Consigne 1:
Dans le texte sur la situation syrienne, que désigne le sigle GISS ?
Consigne 2:
Prolongez le texte sur la situation syrienne au-delà de sa dernière phrase.

Enchaînons tout de suite avec notre sujet. Quelle est votre analyse, monsieur le ministre, de la situation syrienne ? Notre diplomatie est sommes initialement partie avec les États-Unis contre Bachar Al-Assad et nous nous trouvons maintenant en négociation avec les Russes, et un peu moins contre Bachar Al-Assad. La situation est donc confuse, d'où la clarification demandée par la France.
Par ailleurs, vous nous direz où nous en sommes en Irak, notamment en ce qui concerne l'offensive sur Mossoul, puis vous évoquerez la Libye, dont les nouvelles sont particulièrement préoccupantes puisqu'on y est proche de la guerre civile.
Je reviens de l'Assemblée générale des Nations unies et ces questions, en particulier celle de la Syrie, étaient au coeur de nos échanges et ont fait l'objet de multiples réunions. La France a pris l'initiative de commencer par une réunion avec les pays dits « affinitaires », puis il y a eu deux réunions du groupe international de soutien à la Syrie, le GISS, et la réunion du Conseil de sécurité au niveau ministériel. En outre, de nombreuses rencontres bilatérales ont été organisées.

Données d'entrée:
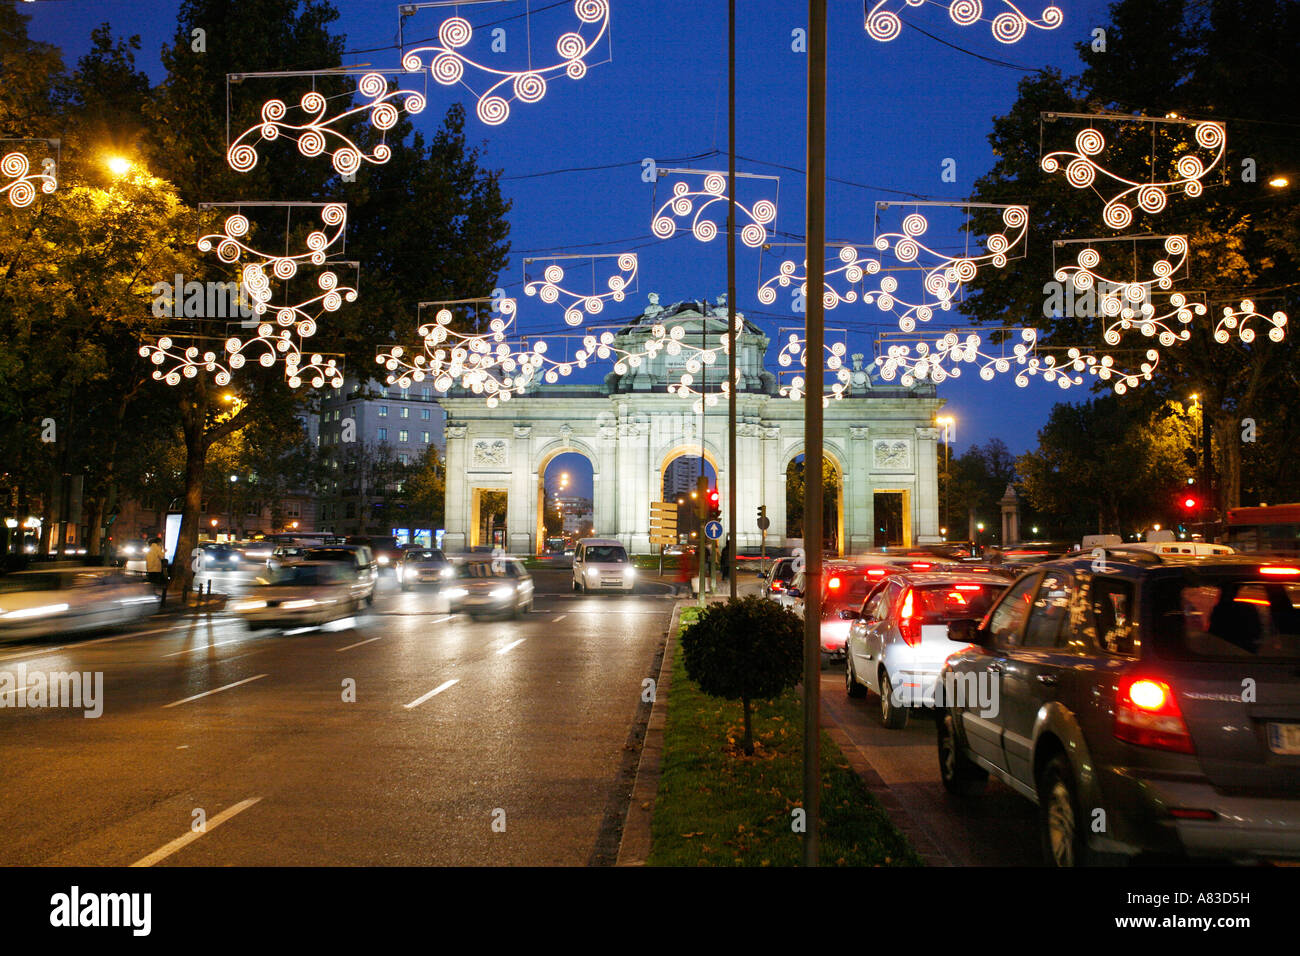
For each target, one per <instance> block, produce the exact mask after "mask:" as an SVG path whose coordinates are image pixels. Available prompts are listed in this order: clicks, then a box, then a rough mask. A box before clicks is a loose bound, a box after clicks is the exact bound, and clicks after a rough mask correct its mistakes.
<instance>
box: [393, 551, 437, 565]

Réponse 1:
Le groupe international de soutien à la Syrie.

Réponse 2:
Vous connaissez la situation. Nous étions tous dans l'attente de la mise en oeuvre de l'accord russo-américain, négocié depuis des semaines et qui a abouti le 9 septembre dernier. Cet accord est très fragile, il y a eu beaucoup d'accrocs dans sa mise en oeuvre. Une frappe américaine contre Daech a provoqué, parmi des soldats syriens, 60 tués et 150 blessés, ce qui a fourni un prétexte à des ripostes, un convoi humanitaire étant attaqué par des tirs d'aviation a priori russes, bien que la Russie le nie, ce qui a entraîné de nombreux morts parmi des travailleurs humanitaires (Croissant rouge et ONU). Cet enchaînement a fait voler l'accord en éclat.
Le régime a alors accentué ses attaques, prétendument sur des groupes terroristes, en réalité sur Alep. Cette ville est ainsi privée de toute aide humanitaire depuis des mois et cette situation ne peut rester sans réponse. Or j'ai assisté, je vous le dis franchement, avec beaucoup de consternation aux réunions du GISS, durant lesquelles se manifestaient des tensions fortes et des échanges verbaux très durs entre Sergueï Lavrov et John Kerry.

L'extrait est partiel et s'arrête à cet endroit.